-- Begin LISTING --

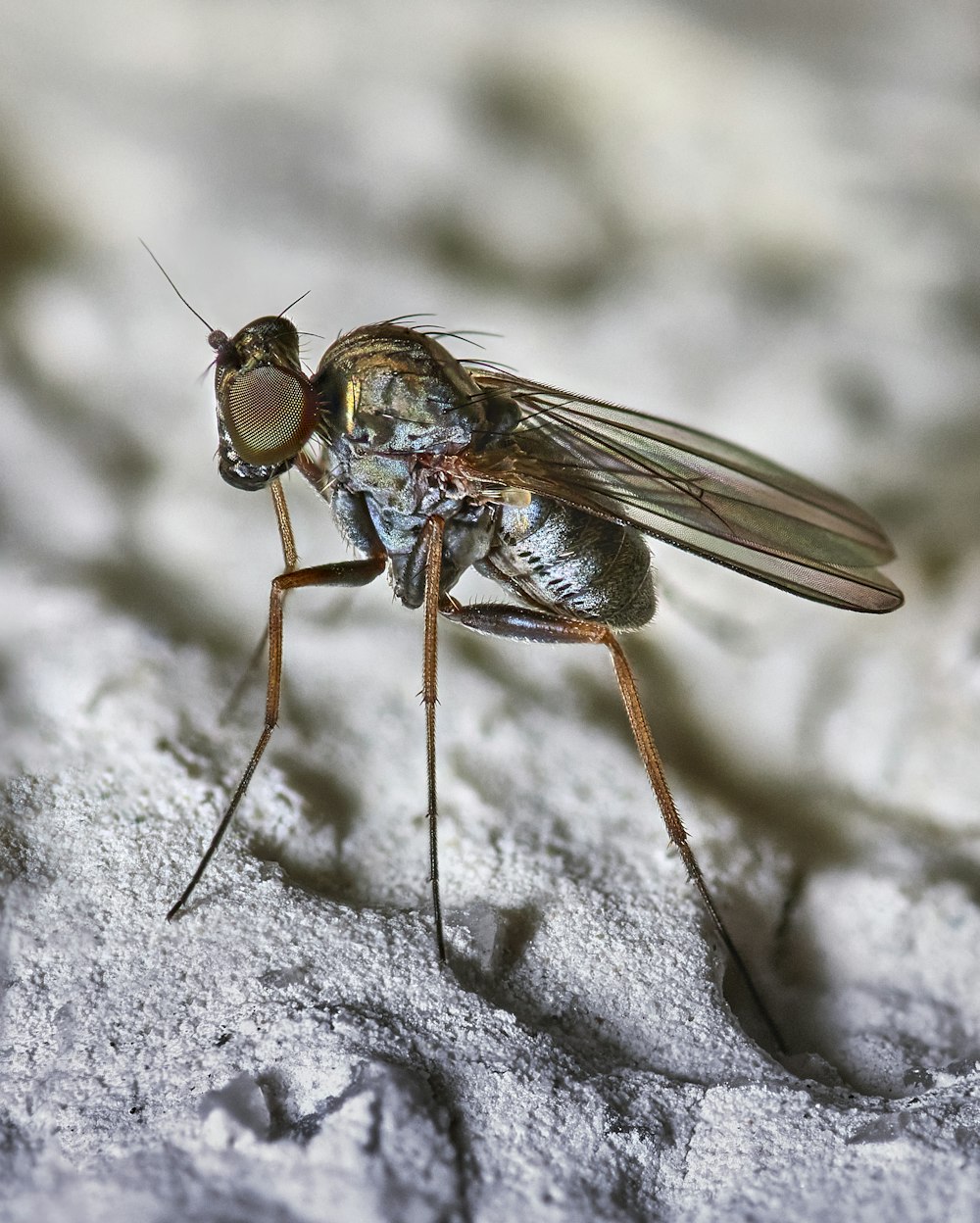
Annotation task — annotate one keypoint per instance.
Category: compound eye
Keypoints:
(270, 414)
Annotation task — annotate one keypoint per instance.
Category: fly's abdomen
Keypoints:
(572, 563)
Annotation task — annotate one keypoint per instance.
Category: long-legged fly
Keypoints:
(434, 465)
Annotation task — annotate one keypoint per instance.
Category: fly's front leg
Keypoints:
(345, 572)
(523, 624)
(290, 559)
(432, 541)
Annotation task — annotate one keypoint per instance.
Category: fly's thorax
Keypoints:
(574, 563)
(267, 410)
(388, 388)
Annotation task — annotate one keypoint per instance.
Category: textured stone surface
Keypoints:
(755, 221)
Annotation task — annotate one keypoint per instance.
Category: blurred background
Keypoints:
(758, 217)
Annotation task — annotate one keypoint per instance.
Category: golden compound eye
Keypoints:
(270, 414)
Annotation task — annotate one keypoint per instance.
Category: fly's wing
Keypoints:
(690, 489)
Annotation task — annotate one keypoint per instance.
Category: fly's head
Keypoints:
(267, 409)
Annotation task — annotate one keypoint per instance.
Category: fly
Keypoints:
(433, 466)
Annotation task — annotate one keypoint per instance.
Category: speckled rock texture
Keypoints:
(762, 220)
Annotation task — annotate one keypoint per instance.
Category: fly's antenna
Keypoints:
(167, 276)
(281, 312)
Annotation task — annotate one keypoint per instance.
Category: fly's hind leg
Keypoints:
(526, 624)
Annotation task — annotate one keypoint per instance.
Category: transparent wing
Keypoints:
(690, 489)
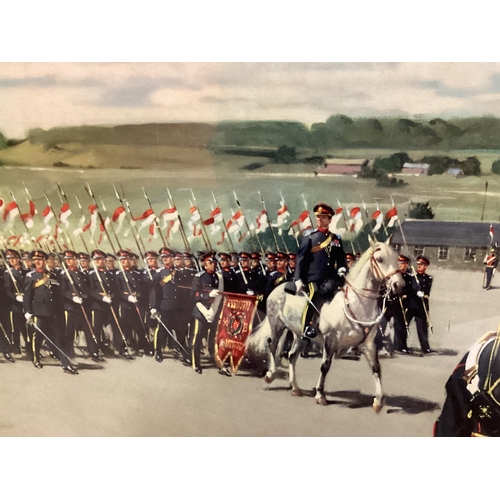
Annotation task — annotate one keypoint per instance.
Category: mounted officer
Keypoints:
(320, 267)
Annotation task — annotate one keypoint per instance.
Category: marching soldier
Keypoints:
(394, 310)
(491, 263)
(110, 262)
(129, 286)
(77, 305)
(164, 302)
(5, 342)
(228, 273)
(41, 295)
(13, 278)
(104, 308)
(419, 287)
(205, 289)
(84, 260)
(321, 266)
(27, 261)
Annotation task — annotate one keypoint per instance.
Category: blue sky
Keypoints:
(60, 94)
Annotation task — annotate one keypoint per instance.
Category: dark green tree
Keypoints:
(420, 211)
(285, 154)
(495, 167)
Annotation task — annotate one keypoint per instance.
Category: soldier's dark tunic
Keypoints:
(164, 300)
(184, 281)
(319, 257)
(42, 294)
(131, 318)
(203, 283)
(5, 346)
(417, 307)
(106, 314)
(74, 283)
(16, 326)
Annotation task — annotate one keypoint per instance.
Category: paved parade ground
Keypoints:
(146, 398)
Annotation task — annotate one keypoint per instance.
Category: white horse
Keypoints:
(350, 319)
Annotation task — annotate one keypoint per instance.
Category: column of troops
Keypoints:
(48, 300)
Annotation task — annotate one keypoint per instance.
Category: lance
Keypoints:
(281, 233)
(24, 222)
(268, 221)
(415, 276)
(156, 219)
(203, 229)
(137, 237)
(55, 240)
(248, 227)
(224, 223)
(125, 277)
(174, 338)
(181, 225)
(142, 254)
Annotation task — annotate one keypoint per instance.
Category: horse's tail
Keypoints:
(257, 343)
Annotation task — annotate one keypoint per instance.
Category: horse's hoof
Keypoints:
(377, 406)
(321, 400)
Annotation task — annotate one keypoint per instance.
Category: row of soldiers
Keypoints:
(49, 298)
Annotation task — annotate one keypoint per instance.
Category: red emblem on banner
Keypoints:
(233, 328)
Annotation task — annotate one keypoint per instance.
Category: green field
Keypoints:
(451, 199)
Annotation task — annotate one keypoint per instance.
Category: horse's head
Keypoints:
(384, 265)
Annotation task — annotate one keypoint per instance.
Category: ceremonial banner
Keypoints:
(233, 328)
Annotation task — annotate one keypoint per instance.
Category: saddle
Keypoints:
(482, 374)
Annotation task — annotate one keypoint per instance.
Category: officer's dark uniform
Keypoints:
(103, 283)
(74, 283)
(418, 307)
(203, 283)
(42, 292)
(319, 259)
(14, 287)
(184, 280)
(164, 300)
(5, 342)
(228, 274)
(393, 305)
(491, 262)
(129, 283)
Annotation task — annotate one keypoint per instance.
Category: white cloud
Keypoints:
(57, 94)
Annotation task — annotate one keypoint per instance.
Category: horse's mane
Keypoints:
(355, 270)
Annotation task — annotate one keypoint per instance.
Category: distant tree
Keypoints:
(437, 164)
(393, 163)
(285, 154)
(471, 166)
(420, 211)
(495, 167)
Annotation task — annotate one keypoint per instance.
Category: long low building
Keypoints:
(459, 245)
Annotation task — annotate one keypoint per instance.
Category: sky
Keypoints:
(46, 95)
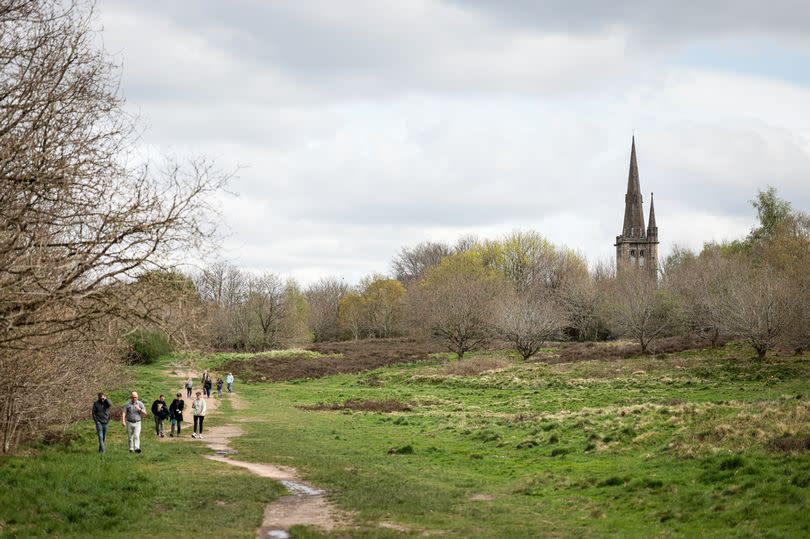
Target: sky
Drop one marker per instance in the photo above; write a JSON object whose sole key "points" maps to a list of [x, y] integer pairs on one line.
{"points": [[360, 127]]}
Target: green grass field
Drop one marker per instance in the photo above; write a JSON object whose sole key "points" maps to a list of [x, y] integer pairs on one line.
{"points": [[707, 443]]}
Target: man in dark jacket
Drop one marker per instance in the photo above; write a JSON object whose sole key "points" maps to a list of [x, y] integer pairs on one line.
{"points": [[176, 413], [101, 415], [161, 412]]}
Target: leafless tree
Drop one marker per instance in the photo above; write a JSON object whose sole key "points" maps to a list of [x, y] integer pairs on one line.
{"points": [[758, 304], [80, 215], [641, 310], [412, 262], [527, 322], [696, 282], [266, 302], [324, 301], [457, 302], [583, 301]]}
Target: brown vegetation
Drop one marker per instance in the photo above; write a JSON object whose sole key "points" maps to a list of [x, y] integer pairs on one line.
{"points": [[384, 406], [590, 351], [353, 356]]}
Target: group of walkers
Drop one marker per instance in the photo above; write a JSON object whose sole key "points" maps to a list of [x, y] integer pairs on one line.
{"points": [[207, 384], [134, 412]]}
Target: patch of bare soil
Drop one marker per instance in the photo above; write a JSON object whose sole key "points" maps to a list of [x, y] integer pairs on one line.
{"points": [[790, 444], [305, 506], [342, 357], [586, 351], [385, 406]]}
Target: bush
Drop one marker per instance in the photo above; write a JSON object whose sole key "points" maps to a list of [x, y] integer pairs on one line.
{"points": [[146, 345]]}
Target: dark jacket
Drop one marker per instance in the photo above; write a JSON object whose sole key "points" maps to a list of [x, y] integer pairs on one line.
{"points": [[163, 413], [176, 409], [101, 411]]}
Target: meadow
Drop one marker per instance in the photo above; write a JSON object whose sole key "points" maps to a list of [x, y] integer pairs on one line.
{"points": [[704, 442]]}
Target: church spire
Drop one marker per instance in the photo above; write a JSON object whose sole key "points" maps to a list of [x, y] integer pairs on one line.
{"points": [[652, 227], [633, 211]]}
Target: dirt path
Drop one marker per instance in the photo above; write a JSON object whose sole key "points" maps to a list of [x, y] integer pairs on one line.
{"points": [[305, 505]]}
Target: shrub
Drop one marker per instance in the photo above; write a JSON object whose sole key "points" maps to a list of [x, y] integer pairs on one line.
{"points": [[146, 345]]}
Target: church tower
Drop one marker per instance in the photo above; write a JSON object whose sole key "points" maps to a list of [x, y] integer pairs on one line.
{"points": [[637, 246]]}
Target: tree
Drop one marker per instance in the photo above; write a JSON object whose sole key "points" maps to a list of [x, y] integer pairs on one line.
{"points": [[758, 305], [411, 263], [352, 315], [696, 282], [80, 216], [528, 322], [456, 302], [642, 311], [266, 295], [324, 301], [383, 300]]}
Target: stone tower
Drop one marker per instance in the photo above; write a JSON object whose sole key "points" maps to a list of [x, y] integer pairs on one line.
{"points": [[637, 246]]}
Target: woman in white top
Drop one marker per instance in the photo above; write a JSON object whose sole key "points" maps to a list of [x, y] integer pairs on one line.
{"points": [[198, 407]]}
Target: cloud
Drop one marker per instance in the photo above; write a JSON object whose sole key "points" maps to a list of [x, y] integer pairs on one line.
{"points": [[363, 127]]}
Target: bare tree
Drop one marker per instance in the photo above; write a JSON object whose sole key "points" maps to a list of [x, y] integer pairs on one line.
{"points": [[266, 303], [456, 302], [78, 220], [696, 281], [324, 301], [527, 322], [412, 262], [758, 304], [641, 310]]}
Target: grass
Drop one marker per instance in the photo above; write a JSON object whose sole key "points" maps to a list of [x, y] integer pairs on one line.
{"points": [[637, 447], [700, 443], [168, 490]]}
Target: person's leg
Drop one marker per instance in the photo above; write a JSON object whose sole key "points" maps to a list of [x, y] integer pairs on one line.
{"points": [[100, 431], [104, 436], [131, 436], [136, 436]]}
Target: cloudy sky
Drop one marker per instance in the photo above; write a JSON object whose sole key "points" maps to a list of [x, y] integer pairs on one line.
{"points": [[361, 126]]}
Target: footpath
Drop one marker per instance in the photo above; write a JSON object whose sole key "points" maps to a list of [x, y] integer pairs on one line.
{"points": [[305, 505]]}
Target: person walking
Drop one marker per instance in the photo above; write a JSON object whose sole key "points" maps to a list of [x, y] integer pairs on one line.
{"points": [[134, 411], [176, 413], [199, 407], [101, 415], [160, 412]]}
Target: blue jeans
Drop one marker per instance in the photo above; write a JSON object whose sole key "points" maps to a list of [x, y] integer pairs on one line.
{"points": [[101, 430]]}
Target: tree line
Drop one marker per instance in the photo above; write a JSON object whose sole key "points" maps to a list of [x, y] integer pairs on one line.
{"points": [[89, 232]]}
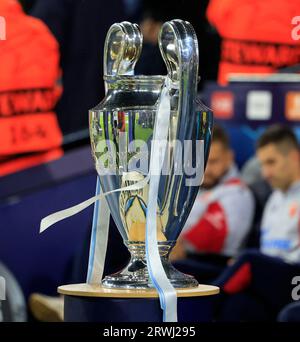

-- End LISTING --

--- PROBLEM DESCRIPTION ---
Revise the material starting with the line that contains "Target: tree line" and continuing through the end of the material, replacing "Drop" with "Place" and leaving all else unchanged. Omit any pictures from your answer.

--- ANSWER FOR THIS EXERCISE ---
Target: tree line
Place one marker per instance in the photo above; write a JSON object whose sole key "points" maps to a list of [x, y] integer pairs on one line.
{"points": [[89, 232]]}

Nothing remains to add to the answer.